■ Task description:
How many lines in the entries below contain the string "spruce"? Case counts; reply with the number alone.

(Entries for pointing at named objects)
══════
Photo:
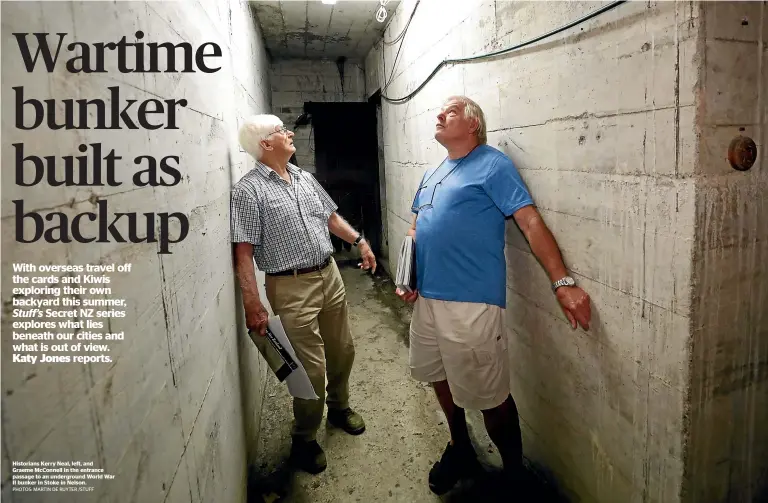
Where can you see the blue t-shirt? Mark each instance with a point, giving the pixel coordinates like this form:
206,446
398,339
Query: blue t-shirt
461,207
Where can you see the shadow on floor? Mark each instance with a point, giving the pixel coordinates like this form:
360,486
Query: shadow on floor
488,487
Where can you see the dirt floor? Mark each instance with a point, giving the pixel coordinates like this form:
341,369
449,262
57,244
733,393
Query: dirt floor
══════
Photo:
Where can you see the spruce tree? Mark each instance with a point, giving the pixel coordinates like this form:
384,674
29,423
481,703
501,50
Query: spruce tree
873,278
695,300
══════
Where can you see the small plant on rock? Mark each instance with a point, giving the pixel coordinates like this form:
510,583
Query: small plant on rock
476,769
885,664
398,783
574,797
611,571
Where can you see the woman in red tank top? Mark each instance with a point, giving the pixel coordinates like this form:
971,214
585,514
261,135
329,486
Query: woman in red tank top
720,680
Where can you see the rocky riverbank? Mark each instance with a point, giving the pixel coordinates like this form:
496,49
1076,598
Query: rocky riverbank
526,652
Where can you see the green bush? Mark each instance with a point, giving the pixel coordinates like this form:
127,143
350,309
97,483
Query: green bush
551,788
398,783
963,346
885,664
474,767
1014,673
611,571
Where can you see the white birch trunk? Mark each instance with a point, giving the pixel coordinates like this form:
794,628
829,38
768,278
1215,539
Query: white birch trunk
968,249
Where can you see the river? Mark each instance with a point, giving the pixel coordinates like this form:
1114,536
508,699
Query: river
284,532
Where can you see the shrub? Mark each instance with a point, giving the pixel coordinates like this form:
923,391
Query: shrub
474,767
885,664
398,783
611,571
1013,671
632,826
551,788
══════
■ Task response:
2